▶ _Task instructions_: Without the pictures, print each of the records below exactly as it appears.

-- Recorded data start --

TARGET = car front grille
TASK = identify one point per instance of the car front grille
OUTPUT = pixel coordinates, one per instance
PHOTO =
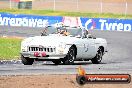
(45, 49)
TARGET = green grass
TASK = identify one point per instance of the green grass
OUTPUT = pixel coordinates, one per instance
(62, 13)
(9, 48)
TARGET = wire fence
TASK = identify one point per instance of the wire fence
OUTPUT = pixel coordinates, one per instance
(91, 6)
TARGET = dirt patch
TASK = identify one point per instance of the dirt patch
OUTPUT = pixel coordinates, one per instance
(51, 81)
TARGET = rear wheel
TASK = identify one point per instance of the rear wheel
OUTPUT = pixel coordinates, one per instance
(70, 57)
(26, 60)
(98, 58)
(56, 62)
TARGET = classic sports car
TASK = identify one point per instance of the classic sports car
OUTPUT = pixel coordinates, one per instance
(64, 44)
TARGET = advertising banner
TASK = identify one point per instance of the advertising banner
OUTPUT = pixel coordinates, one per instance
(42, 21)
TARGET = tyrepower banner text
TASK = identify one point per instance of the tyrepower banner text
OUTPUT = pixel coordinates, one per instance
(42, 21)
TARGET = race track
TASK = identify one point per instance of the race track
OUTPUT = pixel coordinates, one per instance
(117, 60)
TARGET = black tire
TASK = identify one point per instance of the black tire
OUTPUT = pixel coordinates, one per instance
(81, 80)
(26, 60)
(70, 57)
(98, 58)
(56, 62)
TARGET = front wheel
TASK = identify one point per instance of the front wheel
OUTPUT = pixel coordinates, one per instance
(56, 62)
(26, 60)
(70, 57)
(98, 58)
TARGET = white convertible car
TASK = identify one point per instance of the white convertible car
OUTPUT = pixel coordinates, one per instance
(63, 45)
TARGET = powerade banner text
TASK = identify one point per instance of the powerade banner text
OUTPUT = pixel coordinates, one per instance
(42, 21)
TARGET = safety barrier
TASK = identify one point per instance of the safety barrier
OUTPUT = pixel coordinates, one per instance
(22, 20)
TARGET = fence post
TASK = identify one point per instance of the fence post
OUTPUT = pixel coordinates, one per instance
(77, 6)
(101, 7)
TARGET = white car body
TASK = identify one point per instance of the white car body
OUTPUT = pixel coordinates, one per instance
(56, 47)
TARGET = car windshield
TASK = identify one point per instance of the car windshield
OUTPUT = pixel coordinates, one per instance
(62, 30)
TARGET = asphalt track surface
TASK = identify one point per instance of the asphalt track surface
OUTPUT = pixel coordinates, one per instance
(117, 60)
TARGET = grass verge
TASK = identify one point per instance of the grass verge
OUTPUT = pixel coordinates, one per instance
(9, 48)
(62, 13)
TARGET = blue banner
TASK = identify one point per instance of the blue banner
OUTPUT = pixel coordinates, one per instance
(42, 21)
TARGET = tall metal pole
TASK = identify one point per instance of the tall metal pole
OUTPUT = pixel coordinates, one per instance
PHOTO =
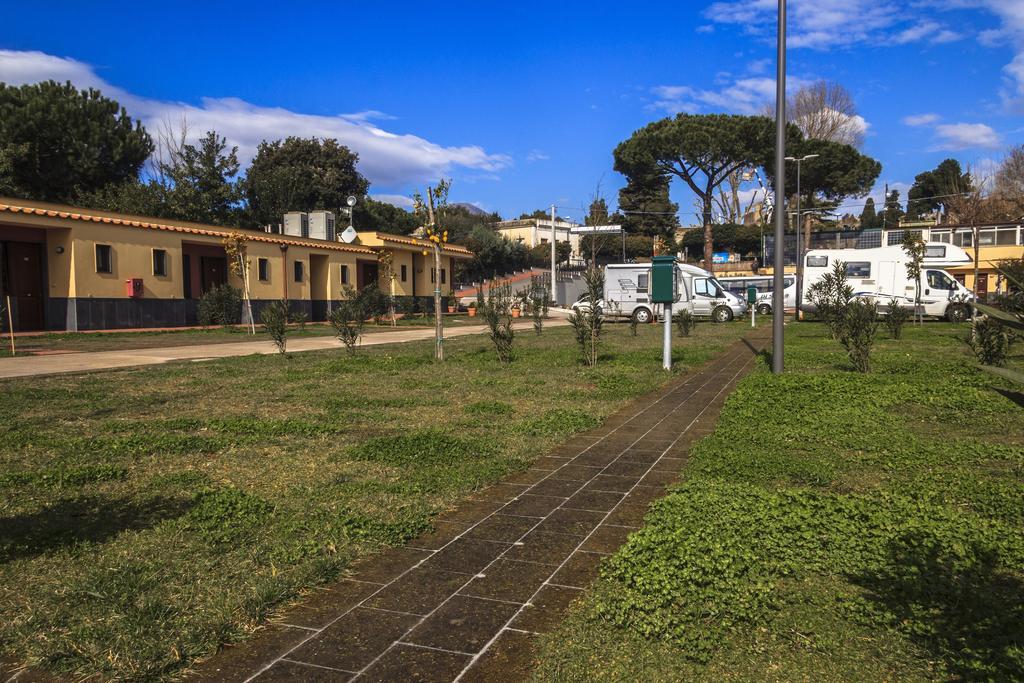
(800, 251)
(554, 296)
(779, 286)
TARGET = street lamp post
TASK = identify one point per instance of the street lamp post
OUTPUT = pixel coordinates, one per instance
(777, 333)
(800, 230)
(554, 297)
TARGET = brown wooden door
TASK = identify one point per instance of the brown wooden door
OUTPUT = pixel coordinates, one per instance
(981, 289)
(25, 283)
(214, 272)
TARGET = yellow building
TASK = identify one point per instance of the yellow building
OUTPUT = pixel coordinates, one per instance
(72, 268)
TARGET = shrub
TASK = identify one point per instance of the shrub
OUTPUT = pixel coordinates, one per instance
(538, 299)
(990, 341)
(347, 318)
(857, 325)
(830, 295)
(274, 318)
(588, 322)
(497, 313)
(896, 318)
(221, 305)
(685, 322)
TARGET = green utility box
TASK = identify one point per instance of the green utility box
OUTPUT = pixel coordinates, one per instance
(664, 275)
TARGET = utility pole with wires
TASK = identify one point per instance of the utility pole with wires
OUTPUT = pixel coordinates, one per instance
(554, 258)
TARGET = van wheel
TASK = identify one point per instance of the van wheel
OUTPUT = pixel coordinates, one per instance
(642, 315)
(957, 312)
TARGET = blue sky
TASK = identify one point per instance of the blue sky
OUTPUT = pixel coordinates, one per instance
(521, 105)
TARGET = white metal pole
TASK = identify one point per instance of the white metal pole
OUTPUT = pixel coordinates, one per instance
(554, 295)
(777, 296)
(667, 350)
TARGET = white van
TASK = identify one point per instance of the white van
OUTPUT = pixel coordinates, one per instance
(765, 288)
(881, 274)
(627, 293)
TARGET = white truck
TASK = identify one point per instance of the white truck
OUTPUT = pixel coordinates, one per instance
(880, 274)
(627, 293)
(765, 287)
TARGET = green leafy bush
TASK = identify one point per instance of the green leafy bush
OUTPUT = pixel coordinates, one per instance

-- Recorded data end --

▶ _Final answer_:
TARGET = car front grille
TASK = identify one point per instance of the car front grille
OUTPUT = pixel coordinates, one per instance
PHOTO =
(45, 49)
TARGET = green grass
TASK = identify one point per instance of the green grass
OUTPUT = pixel coordinates, one per instance
(62, 13)
(9, 48)
TARGET = wire fence
TASK = identify one point per instance of the wire fence
OUTPUT = pixel coordinates, one per instance
(91, 6)
TARGET = dirt patch
TASK = identify one point per instance of the dirt patch
OUTPUT = pixel coordinates, one per instance
(51, 81)
TARGET = rear wheel
TASK = identify one point per instance of the rear wheel
OUTPUT = pixel coordinates, one per instance
(70, 57)
(26, 60)
(98, 58)
(56, 62)
TARGET = classic sports car
TASK = identify one point per instance of the classic sports car
OUTPUT = pixel coordinates, one per instance
(64, 44)
TARGET = advertising banner
TASK = identify one point per instance of the advertising banner
OUTPUT = pixel coordinates, one per instance
(42, 21)
TARGET = tyrepower banner text
TASK = identify one point per instance of the tyrepower banner text
OUTPUT = pixel coordinates, one per instance
(42, 21)
TARGET = race track
TASK = identify one point per instance of the race track
OUTPUT = pixel coordinates, one per instance
(117, 60)
TARGET = black tire
TASK = identify one point per instance of the black tire
OUTPUT = pixel coordinates, one per instance
(81, 80)
(26, 60)
(70, 57)
(98, 58)
(56, 62)
TARGET = front wheel
TASK = identify one point per instance of the front wheel
OUTPUT = pixel coordinates, one per instance
(56, 62)
(26, 60)
(70, 57)
(98, 58)
TARGET = white convertible car
TASK = identify one point per instance of the white convertible car
OUTPUT = pixel coordinates, one per instance
(63, 45)
TARGET = powerade banner text
TASK = identify one point per instance of the powerade banner text
OUTPUT = pixel coordinates, one per instance
(42, 21)
TARGET = safety barrier
TASK = identify one point per instance of the safety barrier
OUTPUT = pixel coordinates, one per instance
(22, 20)
TARGET = fence post
TASK = identify one point per instance of the fence post
OUTPUT = pixel coordinates, one per instance
(77, 6)
(101, 7)
TARGET = white car body
TASK = identify one point per instance of the white car body
OUTPUT = pixel coordinates, one per instance
(56, 47)
TARGET = car windshield
TASK = identify one point per instance of the car windshield
OUTPUT = pixel coordinates, one per instance
(62, 30)
TARGET = asphalt track surface
TASK = identify one point per instance of the asphalt track surface
OUTPUT = pixel coordinates, one per instance
(117, 60)
TARGET = grass verge
TASK = identify one point per instance of the grass verge
OUTPUT = pixel coordinates, one per instance
(9, 48)
(62, 13)
TARGET = blue banner
TASK = identify one point per instance of the blue banner
OUTPUT = pixel coordinates, one per instance
(42, 21)
TARGET = tall metal pole
TASK = identify one point per instance of the tall metal pole
OUTPUT = pixel coordinates, one per instance
PHOTO =
(800, 251)
(554, 296)
(779, 286)
TARGET = street lamp post
TASK = identify one point per instance of the street lamp post
OUTPUT = pixel coordinates, one per instance
(777, 333)
(800, 230)
(554, 297)
TARGET = brown wooden door
TASK = identify one point per instance of the brown wooden door
OUTPUT = pixel coordinates, one per instance
(981, 289)
(25, 283)
(214, 272)
TARGET = yellow building
TASK = identify one point per instance of the yellow building
OUTPUT = pixel coordinates, one per instance
(72, 268)
TARGET = shrub
TASK = identify one point per instance of the shrub
OUTPUT = pixel coordinates, one per instance
(538, 299)
(990, 341)
(347, 318)
(857, 325)
(830, 295)
(274, 318)
(588, 322)
(497, 313)
(896, 318)
(221, 305)
(685, 322)
TARGET = green utility box
TASK = identify one point per instance of the green utility box
OUTPUT = pixel coordinates, one per instance
(664, 275)
TARGET = utility pole with wires
TASK = identify one point per instance of the utility pole with wires
OUTPUT = pixel coordinates, one per instance
(554, 258)
TARGET = van wheel
TASK = identify one point per instance of the van wheel
OUTPUT = pixel coordinates, one per instance
(642, 315)
(957, 312)
TARGET = blue sky
TASK = identify one point per instance of the blue sky
OUTPUT = pixel coordinates, one per instance
(521, 105)
TARGET = white metal pole
TASK = identify one point per instance of the white metal pole
OUTPUT = pixel coordinates, one per instance
(554, 295)
(777, 296)
(667, 350)
TARGET = white van
TASK = identify one point per instance of the white van
OUTPUT = pixel coordinates, one per instance
(765, 288)
(881, 274)
(627, 293)
TARGET = white truck
TASK = identify one point per instance of the white truck
OUTPUT = pixel coordinates, one per instance
(880, 274)
(627, 293)
(765, 287)
TARGET = green leafy bush
TASK = identify one point per instance of the green leafy bush
OUTPUT = pixel coordinates, one per instance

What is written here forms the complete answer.